▶ _What to do_
Copy out all of the material below with "shelf layout auditor" substituted for every occurrence of "planogram checker", leaving everything else unchanged. Omit the pictures from your copy.

▶ _Provided data_

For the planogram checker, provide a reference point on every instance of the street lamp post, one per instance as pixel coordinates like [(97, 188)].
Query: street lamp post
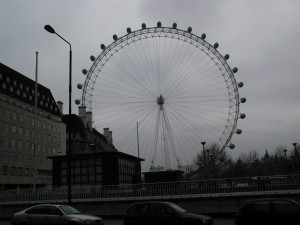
[(204, 159), (52, 31)]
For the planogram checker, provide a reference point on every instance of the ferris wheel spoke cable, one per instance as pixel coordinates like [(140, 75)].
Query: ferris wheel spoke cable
[(138, 70)]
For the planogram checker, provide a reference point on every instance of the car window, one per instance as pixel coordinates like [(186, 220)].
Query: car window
[(284, 206), (159, 209), (52, 210), (68, 210), (37, 210), (138, 209), (261, 206)]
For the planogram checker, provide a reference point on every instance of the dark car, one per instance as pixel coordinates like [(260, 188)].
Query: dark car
[(162, 213), (47, 214), (269, 211)]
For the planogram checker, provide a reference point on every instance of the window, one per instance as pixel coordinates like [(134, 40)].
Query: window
[(6, 113), (14, 114), (20, 144), (13, 143), (13, 171)]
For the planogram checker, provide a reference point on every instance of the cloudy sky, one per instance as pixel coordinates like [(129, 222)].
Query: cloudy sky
[(262, 38)]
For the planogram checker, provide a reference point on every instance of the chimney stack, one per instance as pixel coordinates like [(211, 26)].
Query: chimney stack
[(89, 120), (60, 106), (108, 135), (82, 114)]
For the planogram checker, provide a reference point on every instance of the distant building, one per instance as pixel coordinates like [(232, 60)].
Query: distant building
[(23, 132), (94, 159)]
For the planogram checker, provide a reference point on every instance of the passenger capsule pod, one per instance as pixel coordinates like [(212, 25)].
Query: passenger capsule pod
[(77, 102), (243, 116), (234, 70), (238, 131), (231, 146), (84, 71)]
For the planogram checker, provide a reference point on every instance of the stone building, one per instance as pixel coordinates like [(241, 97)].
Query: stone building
[(29, 132), (94, 160)]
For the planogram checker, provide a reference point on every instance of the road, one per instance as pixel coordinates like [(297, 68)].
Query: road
[(218, 221)]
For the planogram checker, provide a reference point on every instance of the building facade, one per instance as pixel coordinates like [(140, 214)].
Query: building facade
[(94, 160), (30, 132)]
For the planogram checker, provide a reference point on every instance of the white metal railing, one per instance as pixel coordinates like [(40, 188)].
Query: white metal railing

▶ _Problem solution_
For the shelf layout auditor, provide a reference point on every instance of the street lamp post, one per instance as pixel coordinates like [(97, 188)].
Query: street lamp post
[(204, 159), (52, 31)]
For the shelf layout auditor, provide a reference point on every instance of the ferris wheel spoke cable, one per instance as pixel coordinates like [(140, 75)].
Query: ferris wheel spoke cable
[(138, 70)]
For the shelf layout auditor, provide a reference point on every instance of the car window, one per instance as pixel coordinates like [(186, 220)].
Query: car window
[(284, 206), (159, 209), (52, 210), (68, 210), (37, 210), (138, 209), (261, 206)]
For the shelf layout auditor, provide a reference point on every instance of the dark car, one per instance as pixel coordinates like [(260, 188)].
Query: dark car
[(162, 213), (47, 214), (269, 211)]
For the shelf layout auditor, provide a reference point on every instance of the window, one per instance as pixel coordinates like [(134, 40)].
Query: window
[(6, 113), (14, 114), (20, 144), (13, 143), (13, 171)]
For the shelf layout auditor, provide a reference point on every instance of the cloudy sky, one per instance as pixel coordinates like [(129, 222)].
Query: cloudy sky
[(262, 38)]
For the shelf layout auditor, provide a reference point on every instance of the chimney stack, one per instance as pixel coordinates like [(211, 26)].
Query: chimney stack
[(89, 120), (60, 106), (108, 135), (82, 114)]
For the shelf layout auditor, provide a reference point on every instance of the distant building, one per instance as pixel coordinates like [(232, 60)].
Query: distant building
[(23, 132), (94, 159)]
For the shelf layout auditor, provide a reference point on every instance of the passenger capsule pod, one per instance as pixel coordinates like [(212, 25)].
Query: passenger capsule pod
[(77, 102), (243, 116), (234, 70), (238, 131), (231, 146), (84, 71)]
For the shelf layout auditor, provide a reference point on every instance of the stone building, one per instance as pixel coordinates like [(241, 97)].
Query: stone building
[(29, 132), (94, 160)]
For the shelf layout auditor, provide a reference point on every instance of the road, one per instance as pixel coordinates like [(297, 68)].
Query: road
[(218, 221)]
For the shelf layout auditor, provide a reference point on every instance of the building facade, one per instance as pixel coordinates like [(140, 214)].
Query: building facade
[(94, 160), (30, 132)]
For the shelf layout auditor, provide a reference point on every instance of the white metal railing, one per instance as pixel coordinates like [(40, 188)].
Query: white metal railing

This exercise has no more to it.